Requirement :: Give back all of the records exactly.
[Given entries — start]
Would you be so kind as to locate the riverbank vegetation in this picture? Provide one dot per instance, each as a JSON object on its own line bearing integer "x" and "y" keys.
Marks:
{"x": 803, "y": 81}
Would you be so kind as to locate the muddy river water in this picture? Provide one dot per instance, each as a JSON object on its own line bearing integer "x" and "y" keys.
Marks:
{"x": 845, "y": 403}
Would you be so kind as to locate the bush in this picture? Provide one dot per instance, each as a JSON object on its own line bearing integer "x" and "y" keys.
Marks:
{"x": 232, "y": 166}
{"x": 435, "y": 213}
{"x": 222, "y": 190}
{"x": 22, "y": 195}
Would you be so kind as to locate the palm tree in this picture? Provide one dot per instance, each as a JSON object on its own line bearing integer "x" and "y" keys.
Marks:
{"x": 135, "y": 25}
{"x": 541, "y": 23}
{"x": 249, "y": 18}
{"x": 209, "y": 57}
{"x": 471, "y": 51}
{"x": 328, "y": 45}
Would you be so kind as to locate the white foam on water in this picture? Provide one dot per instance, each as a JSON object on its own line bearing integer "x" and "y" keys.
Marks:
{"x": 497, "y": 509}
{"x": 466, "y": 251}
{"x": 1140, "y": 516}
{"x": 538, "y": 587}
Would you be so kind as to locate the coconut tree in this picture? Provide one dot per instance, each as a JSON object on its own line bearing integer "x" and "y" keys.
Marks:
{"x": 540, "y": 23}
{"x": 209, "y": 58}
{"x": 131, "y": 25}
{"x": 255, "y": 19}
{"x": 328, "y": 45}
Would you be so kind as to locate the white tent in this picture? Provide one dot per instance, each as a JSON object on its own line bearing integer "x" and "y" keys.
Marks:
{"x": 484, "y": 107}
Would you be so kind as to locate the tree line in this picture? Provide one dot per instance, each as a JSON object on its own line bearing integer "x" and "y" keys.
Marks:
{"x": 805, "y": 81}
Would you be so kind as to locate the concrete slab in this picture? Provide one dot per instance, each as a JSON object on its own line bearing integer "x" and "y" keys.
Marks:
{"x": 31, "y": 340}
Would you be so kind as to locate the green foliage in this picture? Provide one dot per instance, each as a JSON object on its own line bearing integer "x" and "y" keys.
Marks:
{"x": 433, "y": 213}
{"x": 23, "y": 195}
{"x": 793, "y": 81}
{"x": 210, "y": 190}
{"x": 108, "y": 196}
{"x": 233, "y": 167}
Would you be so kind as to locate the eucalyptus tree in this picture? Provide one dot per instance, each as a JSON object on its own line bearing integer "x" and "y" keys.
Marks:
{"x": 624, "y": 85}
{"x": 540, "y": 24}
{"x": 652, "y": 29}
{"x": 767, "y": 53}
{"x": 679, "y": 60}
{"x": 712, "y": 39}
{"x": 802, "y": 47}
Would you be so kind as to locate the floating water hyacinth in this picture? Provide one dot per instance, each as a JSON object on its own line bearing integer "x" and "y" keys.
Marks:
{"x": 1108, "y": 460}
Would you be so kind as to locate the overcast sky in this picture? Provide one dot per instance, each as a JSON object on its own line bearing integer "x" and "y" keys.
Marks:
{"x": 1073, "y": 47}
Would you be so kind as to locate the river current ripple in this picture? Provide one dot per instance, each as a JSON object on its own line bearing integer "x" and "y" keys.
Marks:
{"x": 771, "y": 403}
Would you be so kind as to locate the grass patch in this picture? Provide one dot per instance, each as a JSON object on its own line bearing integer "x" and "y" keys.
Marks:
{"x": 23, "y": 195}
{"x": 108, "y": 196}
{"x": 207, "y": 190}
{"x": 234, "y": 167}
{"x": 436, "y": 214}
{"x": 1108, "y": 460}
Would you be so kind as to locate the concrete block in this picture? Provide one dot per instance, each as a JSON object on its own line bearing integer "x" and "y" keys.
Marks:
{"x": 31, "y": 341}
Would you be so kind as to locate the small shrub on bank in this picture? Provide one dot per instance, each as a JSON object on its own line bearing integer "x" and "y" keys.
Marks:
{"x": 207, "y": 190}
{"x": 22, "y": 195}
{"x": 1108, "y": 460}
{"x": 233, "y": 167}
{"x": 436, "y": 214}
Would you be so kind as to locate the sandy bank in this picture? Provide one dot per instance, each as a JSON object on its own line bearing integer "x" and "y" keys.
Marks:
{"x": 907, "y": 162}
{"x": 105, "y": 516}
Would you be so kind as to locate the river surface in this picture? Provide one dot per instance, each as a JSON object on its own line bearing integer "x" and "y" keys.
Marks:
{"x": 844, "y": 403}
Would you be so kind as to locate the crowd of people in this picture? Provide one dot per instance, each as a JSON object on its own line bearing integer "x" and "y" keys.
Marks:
[Given entries — finish]
Output ::
Would you be so kind as to locate the riverbank vegetation in this picture? Provide one dot per instance, each as a JSON object on its own line bearing integer "x" and "y" keys.
Marks:
{"x": 803, "y": 81}
Would you be so kind as to locate the muddy river water in this picture? Provide one dot per instance, each as a JSON object on its own line bearing integer "x" and "y" keys.
Marks:
{"x": 845, "y": 403}
Would you be so kind as to locate the bush in this picture? Provide one dot per instance, each as a JSON object on its own line bearing integer "x" and "y" keys.
Marks:
{"x": 232, "y": 166}
{"x": 435, "y": 213}
{"x": 222, "y": 190}
{"x": 22, "y": 195}
Would you be so kind as to locate the palm tree in this picture? Provide one dot per instance, each as a JSON object on its own line bearing integer "x" and "y" keys.
Marks:
{"x": 135, "y": 25}
{"x": 541, "y": 23}
{"x": 249, "y": 18}
{"x": 209, "y": 57}
{"x": 471, "y": 51}
{"x": 328, "y": 45}
Would you be so kind as to locate the white foam on water in this picture? Provide one dot per instance, each as a JSON object on its own line bearing integer "x" and "y" keys.
Marks:
{"x": 497, "y": 509}
{"x": 466, "y": 251}
{"x": 1140, "y": 516}
{"x": 538, "y": 587}
Would you be so kind as to locate the coconut tree in this picture? Provide one dot per instance, each as a JSON object on its own line bearing integer "x" and "y" keys.
Marks:
{"x": 540, "y": 23}
{"x": 209, "y": 58}
{"x": 131, "y": 25}
{"x": 255, "y": 19}
{"x": 328, "y": 45}
Would you be so kind as to locate the white tent in this picture? Provide one dot per instance, each as a JSON object on its own line bearing integer "x" and "y" keys.
Marks:
{"x": 484, "y": 107}
Would you be so kind as to locate the tree line in this picture? Provide one dot per instance, each as a JSON object on its own line bearing integer "x" and "y" keys.
Marks:
{"x": 805, "y": 81}
Would you be so kind as to locate the concrete slab in this picture? Provide one dot per instance, each as a JSON object on its own line bearing integer "x" and "y" keys.
Marks:
{"x": 31, "y": 340}
Would you be so kind as to locate the green foliage in this picture? Provide one dot per instance, each as a JSON object on its own line bearing integer "x" and "y" keys.
Marks:
{"x": 433, "y": 213}
{"x": 23, "y": 195}
{"x": 793, "y": 81}
{"x": 210, "y": 190}
{"x": 108, "y": 196}
{"x": 233, "y": 167}
Would you be so kind as to locate the eucalyptus tree in this picture? Provide one dot per instance, each as a JSON object on its own line bearing integer "x" and "y" keys.
Marks:
{"x": 624, "y": 85}
{"x": 540, "y": 24}
{"x": 652, "y": 29}
{"x": 767, "y": 53}
{"x": 679, "y": 60}
{"x": 712, "y": 39}
{"x": 802, "y": 47}
Would you be so kind as to locate the floating water hyacinth in this picture? Provide one dot per instance, each as a JSON object on its own line bearing integer "x" and "y" keys.
Marks:
{"x": 1108, "y": 460}
Would you be so kind as to locate the overcast sky in this picture? Provide one dot per instance, each as a JSON object on its own line bearing integer "x" and "y" keys.
Marks:
{"x": 1073, "y": 47}
Would you be so kind as to locate the river current ripple in this picture? Provide one dot per instance, each as a JSON object on its own line bearing integer "x" and "y" keys.
Marks:
{"x": 771, "y": 403}
Would you be so kind as to locate the grass patch in this picture? Provide one dot per instance, each as a JSON object on its own line bearing integer "x" and "y" keys.
Marks:
{"x": 23, "y": 195}
{"x": 108, "y": 196}
{"x": 207, "y": 190}
{"x": 234, "y": 167}
{"x": 436, "y": 214}
{"x": 1108, "y": 460}
Would you be so kind as to locate the concrete block in this picture? Provide one dot per instance, each as a JSON object on its own line bearing integer "x" and "y" keys.
Marks:
{"x": 31, "y": 341}
Would you be so kind as to locate the small shrub on bank in this picture? Provide one dot per instance, each as a JSON object on its own line bearing integer "x" and "y" keys.
Marks:
{"x": 207, "y": 190}
{"x": 22, "y": 195}
{"x": 1108, "y": 460}
{"x": 233, "y": 167}
{"x": 436, "y": 214}
Would you be so kind as to locate the sandy bank in this picture? Provide one dot per instance, each as a JSON object on its own line bearing integer "x" and "y" keys.
Marks:
{"x": 907, "y": 162}
{"x": 105, "y": 516}
Would you be so kind as to locate the river surface in this picture? Provide one dot per instance, each as a JSON object on its own line bearing integer "x" and "y" keys.
Marks:
{"x": 844, "y": 403}
Would you be so kind as to locate the crowd of people in this picture? Provide one dot per instance, each as a JSON object on its own line bearing integer "x" and "y" keys.
Marks:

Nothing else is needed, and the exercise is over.